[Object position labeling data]
##############################

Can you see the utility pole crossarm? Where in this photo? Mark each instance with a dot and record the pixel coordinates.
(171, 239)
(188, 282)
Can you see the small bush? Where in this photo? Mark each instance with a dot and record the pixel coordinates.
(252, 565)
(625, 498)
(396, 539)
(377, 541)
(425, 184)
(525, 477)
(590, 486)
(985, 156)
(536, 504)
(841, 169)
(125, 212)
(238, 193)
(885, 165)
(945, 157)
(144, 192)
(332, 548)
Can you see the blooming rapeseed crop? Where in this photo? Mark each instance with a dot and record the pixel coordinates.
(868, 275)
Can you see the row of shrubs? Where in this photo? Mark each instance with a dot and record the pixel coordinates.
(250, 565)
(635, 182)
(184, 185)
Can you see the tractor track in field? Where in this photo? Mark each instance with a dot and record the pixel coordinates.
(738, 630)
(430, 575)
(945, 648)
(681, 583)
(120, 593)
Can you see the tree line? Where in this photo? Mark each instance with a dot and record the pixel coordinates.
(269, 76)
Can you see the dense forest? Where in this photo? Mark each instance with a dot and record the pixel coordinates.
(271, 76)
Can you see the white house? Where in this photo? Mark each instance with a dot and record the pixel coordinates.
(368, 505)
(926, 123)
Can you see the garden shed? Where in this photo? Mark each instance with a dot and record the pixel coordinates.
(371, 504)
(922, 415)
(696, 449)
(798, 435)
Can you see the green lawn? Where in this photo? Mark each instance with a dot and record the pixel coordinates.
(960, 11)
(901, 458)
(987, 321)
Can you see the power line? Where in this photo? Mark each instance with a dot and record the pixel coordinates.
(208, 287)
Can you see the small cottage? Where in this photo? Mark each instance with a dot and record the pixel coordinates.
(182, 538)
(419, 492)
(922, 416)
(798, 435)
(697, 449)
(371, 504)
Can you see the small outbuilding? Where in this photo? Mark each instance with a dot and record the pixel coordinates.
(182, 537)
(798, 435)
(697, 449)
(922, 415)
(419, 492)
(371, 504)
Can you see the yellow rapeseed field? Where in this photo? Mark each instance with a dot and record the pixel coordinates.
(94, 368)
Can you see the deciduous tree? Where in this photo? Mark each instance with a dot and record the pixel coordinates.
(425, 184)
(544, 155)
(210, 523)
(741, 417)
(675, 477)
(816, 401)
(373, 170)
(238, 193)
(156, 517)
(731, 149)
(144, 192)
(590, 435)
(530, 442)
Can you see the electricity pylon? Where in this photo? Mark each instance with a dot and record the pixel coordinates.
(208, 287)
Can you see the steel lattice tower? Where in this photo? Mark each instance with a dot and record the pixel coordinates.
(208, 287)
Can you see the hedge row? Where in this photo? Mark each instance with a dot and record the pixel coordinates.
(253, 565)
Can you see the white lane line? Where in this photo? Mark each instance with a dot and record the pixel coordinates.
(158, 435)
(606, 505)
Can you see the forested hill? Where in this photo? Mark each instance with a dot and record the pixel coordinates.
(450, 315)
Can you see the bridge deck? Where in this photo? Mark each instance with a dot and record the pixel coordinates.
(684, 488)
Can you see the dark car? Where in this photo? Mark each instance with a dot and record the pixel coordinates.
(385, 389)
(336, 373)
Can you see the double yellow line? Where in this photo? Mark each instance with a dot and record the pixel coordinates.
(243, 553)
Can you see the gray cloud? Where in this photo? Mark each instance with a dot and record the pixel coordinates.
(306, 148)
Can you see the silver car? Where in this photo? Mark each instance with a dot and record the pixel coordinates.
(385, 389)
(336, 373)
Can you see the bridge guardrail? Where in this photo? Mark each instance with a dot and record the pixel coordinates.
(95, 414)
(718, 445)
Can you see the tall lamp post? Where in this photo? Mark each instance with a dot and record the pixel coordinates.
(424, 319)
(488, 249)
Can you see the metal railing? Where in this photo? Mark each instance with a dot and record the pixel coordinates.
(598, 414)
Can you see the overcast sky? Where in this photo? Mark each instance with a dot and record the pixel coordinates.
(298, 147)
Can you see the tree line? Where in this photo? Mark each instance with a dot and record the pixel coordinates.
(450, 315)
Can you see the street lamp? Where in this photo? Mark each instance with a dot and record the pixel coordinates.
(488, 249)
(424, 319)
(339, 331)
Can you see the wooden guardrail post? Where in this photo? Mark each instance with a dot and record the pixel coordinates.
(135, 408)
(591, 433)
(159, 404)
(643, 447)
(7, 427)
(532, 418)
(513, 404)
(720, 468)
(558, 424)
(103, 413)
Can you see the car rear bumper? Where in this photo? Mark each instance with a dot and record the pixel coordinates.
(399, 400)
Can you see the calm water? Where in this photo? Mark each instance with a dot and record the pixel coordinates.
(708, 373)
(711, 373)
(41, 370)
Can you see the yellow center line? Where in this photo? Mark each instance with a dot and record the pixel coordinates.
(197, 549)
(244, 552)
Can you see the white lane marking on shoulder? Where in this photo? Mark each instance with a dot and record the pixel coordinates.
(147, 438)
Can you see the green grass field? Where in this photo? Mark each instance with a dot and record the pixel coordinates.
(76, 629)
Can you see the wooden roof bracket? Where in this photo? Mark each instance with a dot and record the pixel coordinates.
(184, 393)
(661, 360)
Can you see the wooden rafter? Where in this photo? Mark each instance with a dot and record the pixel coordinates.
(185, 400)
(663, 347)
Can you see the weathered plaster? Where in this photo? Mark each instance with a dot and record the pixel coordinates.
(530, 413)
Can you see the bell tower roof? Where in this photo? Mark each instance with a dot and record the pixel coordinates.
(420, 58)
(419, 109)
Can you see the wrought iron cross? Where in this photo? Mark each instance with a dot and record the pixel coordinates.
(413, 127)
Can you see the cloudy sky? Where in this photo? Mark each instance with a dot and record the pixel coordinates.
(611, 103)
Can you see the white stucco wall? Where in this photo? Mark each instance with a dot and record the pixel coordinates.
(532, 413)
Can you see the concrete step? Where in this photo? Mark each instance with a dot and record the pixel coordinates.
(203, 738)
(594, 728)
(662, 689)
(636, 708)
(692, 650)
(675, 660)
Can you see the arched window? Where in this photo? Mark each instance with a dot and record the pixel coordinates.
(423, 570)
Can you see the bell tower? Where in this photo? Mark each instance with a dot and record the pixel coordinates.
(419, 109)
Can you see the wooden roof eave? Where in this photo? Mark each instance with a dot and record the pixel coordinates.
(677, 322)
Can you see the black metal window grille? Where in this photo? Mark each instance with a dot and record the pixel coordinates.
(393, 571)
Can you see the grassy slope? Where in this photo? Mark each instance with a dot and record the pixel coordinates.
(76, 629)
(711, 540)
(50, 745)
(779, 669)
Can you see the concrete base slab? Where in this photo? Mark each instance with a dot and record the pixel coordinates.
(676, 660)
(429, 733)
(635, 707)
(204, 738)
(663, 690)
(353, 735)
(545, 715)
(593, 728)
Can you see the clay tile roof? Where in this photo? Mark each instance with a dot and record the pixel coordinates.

##############################

* **SET PROBLEM**: Could you turn every line of the data above into a numbered list, leaving out any blank lines?

* **TASK RESULT**:
1. Can you see the utility pole crossarm? Where in this photo? Mark each instance with a dot and record the pixel coordinates.
2. (171, 239)
3. (188, 282)
4. Can you see the small bush? Where in this photo? Mark each instance with a dot and record the pixel coordinates.
5. (252, 565)
6. (625, 498)
7. (396, 539)
8. (377, 541)
9. (425, 184)
10. (525, 477)
11. (590, 486)
12. (985, 156)
13. (536, 504)
14. (841, 169)
15. (125, 212)
16. (238, 193)
17. (885, 165)
18. (945, 157)
19. (144, 192)
20. (332, 548)
21. Can you see the blooming rapeseed crop? Where in this photo? Mark each instance with a dot and record the pixel coordinates.
22. (868, 275)
23. Can you see the row of shrubs? Where in this photo? Mark each instance with a dot and record the pixel coordinates.
24. (250, 565)
25. (635, 182)
26. (184, 185)
27. Can you see the tractor track in field? Where in this photo? Mark each instance with a dot and record the pixel coordinates.
28. (738, 630)
29. (430, 575)
30. (945, 648)
31. (681, 583)
32. (120, 593)
33. Can you see the tree line? Where in this photo? Mark each instance with a dot and record the pixel coordinates.
34. (269, 76)
35. Can you see the dense forest? Where in this photo? Mark each instance with a dot and record the pixel coordinates.
36. (271, 76)
37. Can you see the white house? Where in this photo? Mark each instance with a dot and record the pixel coordinates.
38. (368, 505)
39. (926, 123)
40. Can you see the garden shed? Where in this photo? Mark each instance with a dot and record the pixel coordinates.
41. (371, 504)
42. (922, 415)
43. (696, 449)
44. (798, 435)
45. Can you see the green lawn? Where in this photo? Mark each instance with a dot and record the pixel coordinates.
46. (960, 11)
47. (901, 458)
48. (987, 321)
49. Can you see the power line? Where in this photo? Mark each instance with a dot and record the pixel coordinates.
50. (208, 287)
51. Can you see the small cottage? Where in this photo? Mark each instance with a dot and record the pixel coordinates.
52. (182, 538)
53. (419, 492)
54. (922, 416)
55. (798, 435)
56. (697, 449)
57. (371, 504)
58. Can you see the small outbuilding? Where in this photo? Mark each instance with a dot and record the pixel coordinates.
59. (182, 537)
60. (798, 435)
61. (697, 449)
62. (922, 415)
63. (419, 492)
64. (371, 504)
65. Can you see the yellow rapeseed field? Where in this photo? Mark each instance with a dot and record the pixel coordinates.
66. (94, 368)
67. Can you see the deciduous tree? Where in this photo? Mark each instance with a dot and record the pixel coordinates.
68. (425, 184)
69. (544, 155)
70. (210, 523)
71. (741, 417)
72. (675, 477)
73. (816, 401)
74. (373, 170)
75. (238, 193)
76. (156, 517)
77. (731, 149)
78. (144, 192)
79. (590, 435)
80. (530, 442)
81. Can you see the electricity pylon? Where in this photo? Mark each instance with a dot and record the pixel coordinates.
82. (208, 287)
83. Can you see the steel lattice tower? Where in this photo? Mark each instance with a dot and record the pixel coordinates.
84. (208, 287)
85. Can you see the hedge row? Where in this photo? Mark each instance with a dot and record the pixel coordinates.
86. (253, 565)
87. Can you see the white lane line? Where in this photo? Mark each instance with a dot and record the pixel coordinates.
88. (158, 435)
89. (606, 505)
90. Can you see the forested hill? Where in this photo? Mark each instance with a dot and record the pixel coordinates.
91. (450, 315)
92. Can you see the bridge deck? Where in this photo? Mark each instance with a dot and record the pixel coordinates.
93. (684, 488)
94. Can you see the dark car? Where in this photo? Mark each instance with a dot and record the pixel coordinates.
95. (385, 389)
96. (336, 373)
97. Can you see the double yellow line? Where in this photo? Mark each instance with a dot and record the pixel coordinates.
98. (243, 553)
99. Can you see the gray cloud? Where in this photo? Mark each instance with a dot and record the pixel coordinates.
100. (306, 148)
101. Can you see the silver car? Where in this photo? Mark each instance with a dot and record the pixel coordinates.
102. (385, 389)
103. (336, 373)
104. Can you see the bridge guardrail? Where in this photo? Mark each instance with a dot and record the pixel coordinates.
105. (95, 414)
106. (718, 445)
107. Can you see the tall lamp post? Where in this photo? Mark each instance with a dot and record the pixel coordinates.
108. (424, 319)
109. (488, 249)
110. Can you see the metal railing? Where in this photo? Mark each instance with a dot and record the pixel coordinates.
111. (598, 414)
112. Can you see the overcast sky? Where in this photo? Mark each instance with a dot and record the pixel coordinates.
113. (298, 147)
114. Can you see the tree line? Where in this photo? Mark each instance with a dot and record the pixel coordinates.
115. (450, 315)
116. Can you see the street lamp? Where in this photo? Mark each instance with a dot and record the pixel coordinates.
117. (488, 249)
118. (424, 319)
119. (339, 331)
120. Can you see the wooden guardrail post? Where in this photo? Mark each instance with a dot and record the pixel coordinates.
121. (135, 408)
122. (591, 433)
123. (159, 404)
124. (643, 447)
125. (7, 427)
126. (532, 418)
127. (513, 404)
128. (720, 468)
129. (558, 424)
130. (103, 413)
131. Can you see the car rear bumper? Where in this photo? Mark each instance with a dot and record the pixel coordinates.
132. (399, 400)
133. Can you see the calm water? Where in this photo? Mark each instance with a dot and record the pixel coordinates.
134. (708, 373)
135. (711, 373)
136. (41, 370)
137. Can you see the yellow center line? Where in this photo? Mark each instance with a dot and record the pixel coordinates.
138. (197, 549)
139. (244, 552)
140. Can you see the white lane marking on shoulder? Where in this photo? Mark each instance with a dot and record the pixel coordinates.
141. (147, 438)
142. Can you see the green grass field? Where in this photo? Mark each instance with a dot and record the pixel coordinates.
143. (76, 629)
144. Can you see the wooden roof bracket? Where in this photo? Mark each instance with a dot and record the pixel coordinates.
145. (184, 393)
146. (661, 360)
147. Can you see the wooden rafter? Where in this photo? Mark each instance with a dot and record the pixel coordinates.
148. (185, 400)
149. (663, 347)
150. Can you see the weathered plaster? Where in this photo? Mark each instance with a dot and record the pixel coordinates.
151. (530, 413)
152. Can you see the bell tower roof? Where in this photo? Mark each instance with a dot and record the pixel coordinates.
153. (420, 58)
154. (419, 109)
155. Can you see the wrought iron cross? Where in this photo? Mark each instance with a dot and record the pixel coordinates.
156. (413, 127)
157. Can you see the cloudy sky? Where in this photo? Mark each instance with a dot and record the pixel coordinates.
158. (611, 103)
159. Can you see the white stucco wall? Where in this photo? Mark each instance with a dot and record the pixel coordinates.
160. (532, 413)
161. Can you see the concrete step? Where in this photo? Mark each instance with a dot and record the pixel coordinates.
162. (203, 738)
163. (594, 728)
164. (662, 689)
165. (636, 708)
166. (692, 650)
167. (675, 660)
168. Can you see the arched window? Where in this photo? Mark each instance with a dot and record the pixel coordinates.
169. (423, 570)
170. Can you see the bell tower? Where in this photo? Mark each instance with a dot and record the pixel coordinates.
171. (419, 109)
172. Can you see the wooden roof eave? Where in this photo? Mark each instance with a dot and record the pixel coordinates.
173. (677, 322)
174. Can you see the black metal window grille? Where in this photo? Mark each instance with a dot and record the pixel coordinates.
175. (393, 571)
176. Can you see the grassy slope? Where in this photo? Mark each instance with a dot and record the pixel coordinates.
177. (76, 629)
178. (711, 540)
179. (50, 745)
180. (779, 669)
181. Can you see the concrete base slab? Where in this photo? Mark each instance with a dot and record the pixel coordinates.
182. (676, 660)
183. (429, 733)
184. (635, 707)
185. (204, 738)
186. (663, 690)
187. (353, 735)
188. (545, 715)
189. (593, 728)
190. Can you see the clay tile roof? Where in this photo? Mark each instance with a dot and record the pixel coordinates.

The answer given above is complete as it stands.